## [Bagian Teks]
4. Menyimpan dan mendaurkan hara dan unsur lain dalam biosfer.
5. Mendukung struktur sosial ekonomi dan melindungi peninggalan arkeologis terkait dengan
permukiman manusia.
2.3 Dampak Manajemen Agroekosistem Terhadap Kualitas dan Kesehatan Tanah
Pengelolaan pertanian secara intensif dengan mengandalkan masukan/input bahan-
bahan kimia baik untuk pupuk maupun pestisidanya, contohnya yaitu sistem Revolusi Hijau
yang pernah diterapkan di Indonesia. Walaupun Revolusi hijau tersebut membawa Indonesia
ke swasembada pangan pada era Orde baru, namun dilihat dari keberlanjutan produktivitas
lahannya sangat tidak baik, dengan adanya input-input kimiawi yang berlebihan
mengakibatkan kesuburan tanah mulai menurun dan banyak permasalahan lainnya.
Diantaranya yaitu:
1. Dari Segi Kimia Tanah
a) Bahan Organik Tanah
Bahan organik tanah merupakan penimbunan dari sisa-sisa tanaman dan binatang
yang sebagian telah mengalami pelapukan dan pembentukan kembali. Sumber primer
bahan organik tanah dapat berasal dari Seresah yang merupakan bagian mati tanaman
berupa daun, cabang, ranting, bunga dan buah yang gugur dan tinggal di permukaan tanah
baik yang masih utuh ataupun telah sebagian mengalami pelapukan. Dalam pengelolaan
bahan organik tanah, sumbernya juga bisa berasal dari pemberian pupuk organik berupa
pupuk kandang, pupuk hijau dan kompos, serta pupuk hayati (inokulan).
Pada sistem pertanian yang diolah secara intensif dengan menerapkan sistem
monokulttur biasanya jumlah bahan organiknya sedikit karena tidak ada atau minimnya
seresah di permukaan lahan, selain itu input bahan organik yang berasal dari pupuk
organic baik pupuk kandang atau pupuk hijau minim karena lebih menekankan
penggunaan input kimia. Dari hal tersebut dapat diindikasikan pertanian tanpa penerapan
tambahan bahan organik pada lahan pertanain intensif merupakan pengelolaan
agroekosistem yang tidak sehat.

## [Materi yang Disediakan]
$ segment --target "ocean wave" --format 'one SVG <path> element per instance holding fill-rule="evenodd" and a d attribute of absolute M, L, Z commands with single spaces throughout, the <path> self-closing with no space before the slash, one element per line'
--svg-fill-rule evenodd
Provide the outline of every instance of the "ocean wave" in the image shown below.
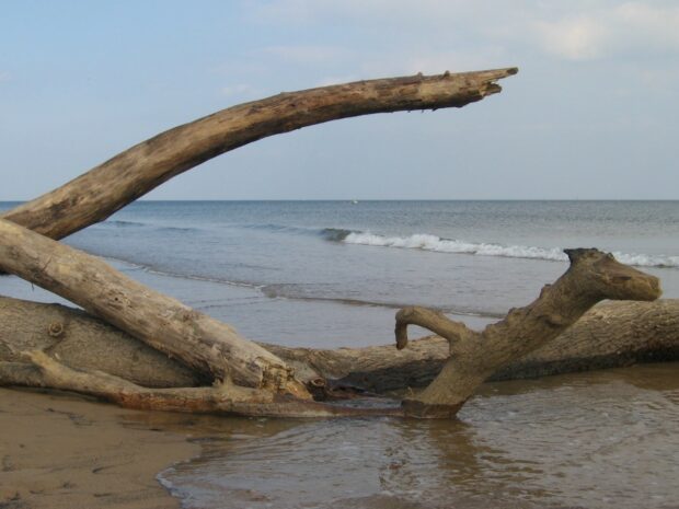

## [Uraian Latihan]
Salin tanpa perubahan bagian dari teks tentang dampak pengelolaan agroekosistem terhadap tanah yang diawali dengan kata-kata "Pada sistem pertanian" dan diakhiri dengan "yang tidak sehat.".

## [Jawaban Akhir]
Pada sistem pertanian yang diolah secara intensif dengan menerapkan sistem
monokulttur biasanya jumlah bahan organiknya sedikit karena tidak ada atau minimnya
seresah di permukaan lahan, selain itu input bahan organik yang berasal dari pupuk
organic baik pupuk kandang atau pupuk hijau minim karena lebih menekankan
penggunaan input kimia. Dari hal tersebut dapat diindikasikan pertanian tanpa penerapan
tambahan bahan organik pada lahan pertanain intensif merupakan pengelolaan
agroekosistem yang tidak sehat.